DATA RECORDS:
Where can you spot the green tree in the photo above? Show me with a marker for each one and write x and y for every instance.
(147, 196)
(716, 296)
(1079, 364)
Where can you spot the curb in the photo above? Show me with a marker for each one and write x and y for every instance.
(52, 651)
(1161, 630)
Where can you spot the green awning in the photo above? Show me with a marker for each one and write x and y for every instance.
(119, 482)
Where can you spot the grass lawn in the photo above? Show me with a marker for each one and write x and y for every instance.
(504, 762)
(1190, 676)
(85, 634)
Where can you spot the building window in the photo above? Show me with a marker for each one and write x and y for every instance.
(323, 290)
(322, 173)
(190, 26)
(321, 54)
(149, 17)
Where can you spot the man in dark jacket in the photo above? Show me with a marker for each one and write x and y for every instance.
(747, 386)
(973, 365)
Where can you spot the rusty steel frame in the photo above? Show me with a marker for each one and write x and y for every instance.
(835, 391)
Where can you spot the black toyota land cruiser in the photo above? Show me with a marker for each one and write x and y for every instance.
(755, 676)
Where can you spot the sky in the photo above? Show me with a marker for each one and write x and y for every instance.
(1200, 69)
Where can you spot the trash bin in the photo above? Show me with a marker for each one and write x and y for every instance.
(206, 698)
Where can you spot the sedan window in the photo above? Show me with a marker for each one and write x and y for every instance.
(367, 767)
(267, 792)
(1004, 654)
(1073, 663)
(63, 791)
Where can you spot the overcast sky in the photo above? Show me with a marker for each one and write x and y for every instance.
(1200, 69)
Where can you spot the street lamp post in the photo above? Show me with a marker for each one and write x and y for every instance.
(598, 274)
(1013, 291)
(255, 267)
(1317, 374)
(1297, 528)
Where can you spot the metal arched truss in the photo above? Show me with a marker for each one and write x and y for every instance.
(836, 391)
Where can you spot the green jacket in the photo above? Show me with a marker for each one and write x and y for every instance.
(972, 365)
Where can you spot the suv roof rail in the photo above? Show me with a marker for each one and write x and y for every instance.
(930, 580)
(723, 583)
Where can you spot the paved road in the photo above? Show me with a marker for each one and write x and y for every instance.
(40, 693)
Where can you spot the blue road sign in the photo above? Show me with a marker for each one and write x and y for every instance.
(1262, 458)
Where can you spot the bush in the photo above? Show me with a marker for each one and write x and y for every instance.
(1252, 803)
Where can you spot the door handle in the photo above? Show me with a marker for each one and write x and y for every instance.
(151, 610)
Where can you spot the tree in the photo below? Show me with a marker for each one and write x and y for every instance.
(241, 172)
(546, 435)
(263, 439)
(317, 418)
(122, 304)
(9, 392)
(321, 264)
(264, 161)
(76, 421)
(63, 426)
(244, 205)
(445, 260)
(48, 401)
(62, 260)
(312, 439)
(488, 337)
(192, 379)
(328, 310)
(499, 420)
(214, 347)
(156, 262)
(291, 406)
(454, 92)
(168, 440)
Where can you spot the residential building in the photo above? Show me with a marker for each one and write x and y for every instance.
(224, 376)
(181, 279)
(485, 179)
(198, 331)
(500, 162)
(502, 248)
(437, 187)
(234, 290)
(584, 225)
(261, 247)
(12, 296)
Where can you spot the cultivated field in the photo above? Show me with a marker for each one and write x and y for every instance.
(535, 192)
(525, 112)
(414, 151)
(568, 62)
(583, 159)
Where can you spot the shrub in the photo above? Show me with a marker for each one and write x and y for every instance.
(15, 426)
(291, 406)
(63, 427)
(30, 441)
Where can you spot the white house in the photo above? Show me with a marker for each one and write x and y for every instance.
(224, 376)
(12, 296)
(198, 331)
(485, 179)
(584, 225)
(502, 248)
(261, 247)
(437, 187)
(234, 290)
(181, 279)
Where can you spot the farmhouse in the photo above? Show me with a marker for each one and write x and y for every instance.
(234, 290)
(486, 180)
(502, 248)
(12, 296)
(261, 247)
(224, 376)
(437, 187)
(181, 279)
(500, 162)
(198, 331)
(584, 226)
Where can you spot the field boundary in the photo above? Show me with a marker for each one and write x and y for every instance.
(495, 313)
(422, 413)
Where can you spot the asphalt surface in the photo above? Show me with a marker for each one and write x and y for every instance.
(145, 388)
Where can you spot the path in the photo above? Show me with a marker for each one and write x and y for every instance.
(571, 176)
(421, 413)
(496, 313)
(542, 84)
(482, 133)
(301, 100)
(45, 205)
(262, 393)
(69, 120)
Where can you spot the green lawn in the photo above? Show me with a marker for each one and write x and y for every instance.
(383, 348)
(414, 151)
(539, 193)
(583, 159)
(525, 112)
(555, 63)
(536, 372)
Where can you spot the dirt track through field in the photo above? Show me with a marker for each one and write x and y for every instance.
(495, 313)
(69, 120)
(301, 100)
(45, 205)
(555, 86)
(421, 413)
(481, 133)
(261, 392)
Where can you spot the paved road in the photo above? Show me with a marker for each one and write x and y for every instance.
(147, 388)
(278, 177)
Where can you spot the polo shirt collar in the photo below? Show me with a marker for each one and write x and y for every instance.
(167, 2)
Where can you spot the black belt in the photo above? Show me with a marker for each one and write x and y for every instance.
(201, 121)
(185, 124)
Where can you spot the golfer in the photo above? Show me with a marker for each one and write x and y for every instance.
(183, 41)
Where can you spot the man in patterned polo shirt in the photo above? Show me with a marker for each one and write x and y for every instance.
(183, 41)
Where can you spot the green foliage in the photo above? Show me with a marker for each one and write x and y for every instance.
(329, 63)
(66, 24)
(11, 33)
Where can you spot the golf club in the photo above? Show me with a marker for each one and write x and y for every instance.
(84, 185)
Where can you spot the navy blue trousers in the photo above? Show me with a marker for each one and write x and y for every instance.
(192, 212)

WHAT THIS TASK INVOLVES:
From the records above, please extract every line and repeat it exactly.

RESULT BELOW:
Where can you spot the green tree in the photo above? Show me with a marker for each one and write x and y for every instance.
(147, 196)
(716, 296)
(1079, 364)
Where can you spot the curb in the photo above? Show me with a marker for each one and write x and y for every instance.
(52, 651)
(1161, 630)
Where can you spot the green awning in the photo above? Show me with a marker for each one and write x and y for every instance.
(119, 482)
Where can you spot the grass lawn in the photo above? Show me with a marker for each one and write x and y for every instance.
(504, 762)
(1190, 676)
(85, 634)
Where can you spot the building window in the photo above? Show me with a marker for each one and write x and y for every instance.
(323, 290)
(322, 173)
(190, 26)
(321, 54)
(149, 17)
Where can you spot the man in dark jacket in the photo above? Show me with a marker for each one and write x and y for every instance.
(747, 386)
(973, 365)
Where can you spot the rusty steel frame in the photo above? Show me with a marker for each one and write x and y for every instance.
(835, 391)
Where can you spot the black toyota land cruiser in the photo above? Show me with a marker for each one and write x and y for every instance.
(755, 676)
Where can you spot the sky in the photo above? Show me with a marker for each one and write x and y for every instance.
(1200, 69)
Where can you spot the trash bin in the photo above? Show me with a marker for each one and write x and y for every instance.
(206, 698)
Where can you spot the sedan window in the photo above? Show me with a marker for each one and write x and y for every instance.
(367, 767)
(267, 792)
(1004, 654)
(1073, 663)
(63, 791)
Where can you spot the overcast sky in the photo above? Show me with a marker for each one and write x and y for every instance.
(1200, 69)
Where can you spot the street lamp post in the photo above? Show me with a marker for each one and write x and y for every instance.
(598, 274)
(1013, 291)
(255, 267)
(1317, 374)
(1297, 528)
Where can you spot the metal arched truss in the photo above? Show me with a marker for each one and write x and y for every instance.
(836, 391)
Where can you spot the green jacket in the photo above? Show me with a marker for each one and write x and y for every instance.
(972, 365)
Where can you spot the suv roof rail in the photo above? Show me with a marker for each one and write x and y for every instance.
(930, 580)
(723, 583)
Where can you spot the paved road in the photo above? Show me with a marker for each one and write x and y for every instance.
(40, 693)
Where can you spot the blue road sign in the photo above? Show me with a marker for each one and write x and y for every instance.
(1262, 458)
Where can you spot the bush in the photo above? Show me with a marker for each one and write x and y for every instance.
(1252, 803)
Where can you spot the door handle in the photo above? Show me with a marker for each one and write x and y for every instance.
(151, 610)
Where can you spot the tree in the photo below? Show me with a marker for each one and write x and y for every instance.
(241, 172)
(546, 435)
(263, 439)
(317, 418)
(122, 304)
(9, 392)
(321, 264)
(264, 161)
(76, 421)
(63, 426)
(244, 205)
(445, 260)
(48, 401)
(62, 260)
(312, 439)
(488, 337)
(192, 379)
(328, 310)
(499, 420)
(214, 347)
(156, 262)
(291, 406)
(454, 92)
(168, 440)
Where can you spot the residential building in the photo above? Show me with a marker for each one and write x and y for every instance.
(224, 376)
(181, 279)
(485, 179)
(198, 331)
(500, 162)
(502, 248)
(437, 187)
(234, 290)
(584, 225)
(261, 247)
(12, 296)
Where can you spot the cultivated field in the photo above? Show me with a marker for each one and write x and y for every instance.
(535, 192)
(525, 112)
(414, 151)
(568, 62)
(583, 159)
Where can you spot the shrub in the photo above? Show me with a marker for each one and write x and y for every instance.
(15, 426)
(291, 406)
(63, 427)
(30, 441)
Where can you spot the white house in the photo above? Show me with a marker for each one and write x and y for every instance.
(224, 376)
(12, 296)
(198, 331)
(485, 179)
(584, 225)
(502, 248)
(261, 247)
(437, 187)
(234, 290)
(181, 279)
Where can you spot the farmhouse in the photo above? Show me with a marker for each one and write x and y for every instance.
(234, 290)
(486, 180)
(502, 248)
(12, 296)
(261, 247)
(224, 376)
(437, 187)
(181, 279)
(500, 162)
(198, 331)
(584, 226)
Where can you spot the field boundary in the photo above? Show me with a marker for each one and write x and y for every instance.
(495, 313)
(422, 413)
Where can you spot the asphalt surface in the photo above? Show me with a marker for each one and write x and y for every instance.
(145, 388)
Where can you spot the path in the photo above? Show me with a marker for each one and write x and y for every instance.
(571, 176)
(421, 413)
(496, 313)
(542, 84)
(482, 133)
(301, 100)
(45, 205)
(262, 393)
(69, 120)
Where can you spot the green lawn in the photo above? Show me with a marker for each one and write x and y for every instance.
(383, 348)
(414, 151)
(539, 193)
(583, 159)
(525, 112)
(555, 63)
(536, 372)
Where can you spot the dirt track through field in the photo above? Show me with a marker for each one and write x and y for every instance.
(495, 313)
(69, 120)
(301, 100)
(45, 205)
(555, 86)
(421, 413)
(481, 133)
(261, 392)
Where can you spot the paved road in the photo above? Show me with a marker for each one and write x and y for every instance.
(147, 388)
(278, 177)
Where can you spot the polo shirt collar in the photo below? Show me with a marker for each one and write x and y for every instance.
(167, 2)
Where can you spot the black belt in the photo above? Show me with a marker for each one and write x and y for every instance.
(201, 121)
(185, 124)
Where can you spot the golfer in the photo above? Show me with a marker for each one and write x and y for every instance.
(183, 41)
Where can you spot the man in patterned polo shirt in the photo above? Show me with a marker for each one and write x and y for every instance.
(183, 41)
Where can you spot the green foliage in the photo above? Show me with a marker for each one and write x and y for every instance.
(329, 63)
(66, 24)
(11, 33)
Where can you spot the golf club in the photo above? Show me with a marker for each one and write x and y for every instance.
(84, 185)
Where can you spot the navy blue trousers in the photo above? Show me with a marker for each one and write x and y for every instance.
(192, 212)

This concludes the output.